_INPUT RECORDS:_
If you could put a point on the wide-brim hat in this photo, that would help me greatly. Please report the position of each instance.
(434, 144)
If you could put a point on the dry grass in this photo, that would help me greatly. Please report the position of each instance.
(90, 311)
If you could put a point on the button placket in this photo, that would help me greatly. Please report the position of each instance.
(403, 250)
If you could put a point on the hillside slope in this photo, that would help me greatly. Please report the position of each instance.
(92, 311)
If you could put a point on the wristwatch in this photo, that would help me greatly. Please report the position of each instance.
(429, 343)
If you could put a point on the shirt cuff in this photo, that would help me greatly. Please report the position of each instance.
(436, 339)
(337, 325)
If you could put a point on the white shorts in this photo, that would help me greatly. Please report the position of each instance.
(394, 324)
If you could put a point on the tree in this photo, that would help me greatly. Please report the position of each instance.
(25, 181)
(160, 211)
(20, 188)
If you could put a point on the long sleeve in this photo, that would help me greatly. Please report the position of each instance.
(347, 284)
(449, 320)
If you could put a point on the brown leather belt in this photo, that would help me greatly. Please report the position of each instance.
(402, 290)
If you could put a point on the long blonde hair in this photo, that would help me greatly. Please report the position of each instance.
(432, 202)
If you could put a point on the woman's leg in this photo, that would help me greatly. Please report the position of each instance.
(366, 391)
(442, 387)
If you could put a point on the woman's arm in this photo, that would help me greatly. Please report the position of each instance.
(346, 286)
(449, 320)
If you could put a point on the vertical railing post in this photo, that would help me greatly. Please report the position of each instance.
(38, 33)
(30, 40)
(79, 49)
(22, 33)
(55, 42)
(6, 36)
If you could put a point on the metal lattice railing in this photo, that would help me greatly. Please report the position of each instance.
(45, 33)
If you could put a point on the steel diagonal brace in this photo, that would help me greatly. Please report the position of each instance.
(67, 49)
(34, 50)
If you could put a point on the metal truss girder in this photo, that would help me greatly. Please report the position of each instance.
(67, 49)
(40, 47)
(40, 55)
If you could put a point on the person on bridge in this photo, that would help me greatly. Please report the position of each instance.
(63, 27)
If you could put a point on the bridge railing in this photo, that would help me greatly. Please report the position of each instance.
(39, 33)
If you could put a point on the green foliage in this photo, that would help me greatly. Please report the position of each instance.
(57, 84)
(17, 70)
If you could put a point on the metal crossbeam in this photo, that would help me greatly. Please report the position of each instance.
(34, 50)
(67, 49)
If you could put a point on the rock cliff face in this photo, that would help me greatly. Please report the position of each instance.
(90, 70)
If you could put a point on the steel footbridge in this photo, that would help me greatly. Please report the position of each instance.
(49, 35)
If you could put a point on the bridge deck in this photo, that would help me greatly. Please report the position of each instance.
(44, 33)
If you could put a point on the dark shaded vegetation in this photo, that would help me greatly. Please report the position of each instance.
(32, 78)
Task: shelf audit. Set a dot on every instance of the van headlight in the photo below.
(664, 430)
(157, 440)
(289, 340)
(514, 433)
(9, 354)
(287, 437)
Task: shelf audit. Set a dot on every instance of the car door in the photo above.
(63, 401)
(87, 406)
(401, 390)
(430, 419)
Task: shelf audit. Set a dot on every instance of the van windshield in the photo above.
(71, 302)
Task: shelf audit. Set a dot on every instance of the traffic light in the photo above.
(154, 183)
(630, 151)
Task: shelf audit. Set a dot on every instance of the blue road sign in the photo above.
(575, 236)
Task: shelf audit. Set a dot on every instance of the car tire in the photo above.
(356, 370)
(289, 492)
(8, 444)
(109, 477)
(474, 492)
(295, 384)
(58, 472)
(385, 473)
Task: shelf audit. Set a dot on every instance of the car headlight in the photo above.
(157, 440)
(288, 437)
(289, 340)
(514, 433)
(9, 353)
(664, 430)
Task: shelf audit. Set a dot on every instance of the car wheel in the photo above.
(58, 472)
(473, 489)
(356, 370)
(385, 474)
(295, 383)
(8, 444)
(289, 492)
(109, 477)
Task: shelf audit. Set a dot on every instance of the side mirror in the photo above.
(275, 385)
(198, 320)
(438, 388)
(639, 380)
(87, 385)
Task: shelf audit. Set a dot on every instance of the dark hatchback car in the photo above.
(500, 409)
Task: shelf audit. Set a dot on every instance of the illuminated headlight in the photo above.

_WHAT YOU SHOULD DO:_ Copy out each record, keeping every word as it is.

_TASK RESPONSE:_
If you could put a point on the wide-brim hat in this photo, that would help me greatly. Please report the position of each instance.
(434, 144)
If you could put a point on the dry grass in this photo, that would help me greatly. Please report the position of each instance.
(90, 311)
If you could put a point on the button placket in this photo, that would help me greatly. Please report the position of each instance.
(403, 250)
If you could put a point on the hillside slope in this photo, that would help me greatly. Please report the position of each instance.
(92, 311)
If you could put a point on the wristwatch in this photo, that would help me greatly. Please report the position of each instance.
(429, 343)
If you could put a point on the shirt cuff in this photo, that would help me greatly. Please report the position of each instance.
(436, 339)
(337, 325)
If you could put a point on the white shorts in this photo, that would help me greatly. Please report the position of each instance.
(394, 324)
If you could put a point on the tree in this photo, that would help me greatly. Please report the position of each instance.
(25, 181)
(160, 211)
(20, 188)
If you could put a point on the long sleeve in this photo, that would help me greatly. Please report the position of each instance.
(347, 284)
(449, 320)
If you could put a point on the brown leather belt in this photo, that would help me greatly. Please report the position of each instance.
(402, 290)
If you could put a point on the long blonde hair in this photo, that would help me greatly. Please report the position of each instance.
(432, 202)
If you could put a point on the woman's leg in this photo, that would help me greatly. Please report the position of each instance.
(366, 391)
(442, 387)
If you could put a point on the woman's arm in this photo, that would help me greatly. Please report the position of each instance.
(346, 286)
(449, 320)
If you could put a point on the vertical railing post in this photo, that would help me greatly. Please report the position of each instance.
(38, 33)
(30, 40)
(79, 49)
(22, 33)
(55, 42)
(6, 36)
If you could put a point on the metal lattice railing in this photo, that would help me greatly. Please report the position of each instance.
(45, 33)
If you could put a point on the steel diagonal brace in this photo, that would help me greatly. Please report the position of each instance.
(67, 49)
(34, 50)
If you could put a point on the metal truss girder in this photo, that would help me greatly. Please report the position of each instance.
(67, 49)
(40, 47)
(40, 55)
If you could put a point on the person on bridge in this photo, that would help me greatly. Please report the position of each instance.
(63, 27)
If you could put a point on the bridge railing in this photo, that would help me greatly. Please report the position of each instance.
(39, 33)
If you could put a point on the green foliage in this photo, that would help me greatly. Please report the position of each instance.
(57, 84)
(17, 70)
If you could put a point on the metal crossbeam in this photo, that would help me greatly. Please report the position of each instance.
(34, 50)
(67, 49)
If you could put a point on the rock cliff face in this photo, that would help me greatly. Please report the position of each instance.
(90, 70)
If you could put a point on the steel footbridge in this photo, that would help me greatly. Please report the position of each instance.
(49, 35)
If you could put a point on the bridge deck in this photo, that would help me greatly. Please report the position of each instance.
(44, 33)
If you could put a point on the dark shaded vegetation in this photo, that would help me greatly. Please report the position of each instance.
(32, 78)
Task: shelf audit. Set a dot on every instance of the van headlight in the photo below.
(664, 430)
(157, 440)
(289, 340)
(514, 433)
(9, 354)
(287, 437)
Task: shelf audit. Set a dot on every instance of the car door in the photo above.
(63, 401)
(87, 406)
(401, 390)
(430, 419)
Task: shelf audit. Set a dot on every instance of the van windshield in the photo above.
(71, 302)
Task: shelf audit. Set a dot on every instance of the traffic light in the photo above.
(154, 183)
(630, 151)
Task: shelf audit. Set a dot on every instance of the blue road sign in the photo above.
(575, 236)
Task: shelf audit. Set a dot on every instance of the car tire in the photo above.
(356, 370)
(289, 492)
(8, 444)
(109, 477)
(474, 492)
(295, 384)
(58, 472)
(385, 473)
Task: shelf audit. Set a dot on every instance of the car headlight in the photo above.
(157, 440)
(288, 437)
(289, 340)
(514, 433)
(9, 353)
(664, 430)
Task: shelf audit. Set a dot on every instance of the car wheel in the photo above.
(58, 472)
(473, 489)
(356, 370)
(385, 474)
(295, 383)
(8, 444)
(289, 492)
(109, 477)
Task: shelf audit. Set a dot on every instance of the side mirror in the photo above.
(275, 385)
(198, 320)
(438, 388)
(639, 380)
(87, 385)
Task: shelf audit. Set a dot on every instance of the dark hatchback car in the photo above.
(500, 409)
Task: shelf audit. Set a dot on every instance of the illuminated headlight in the photo above.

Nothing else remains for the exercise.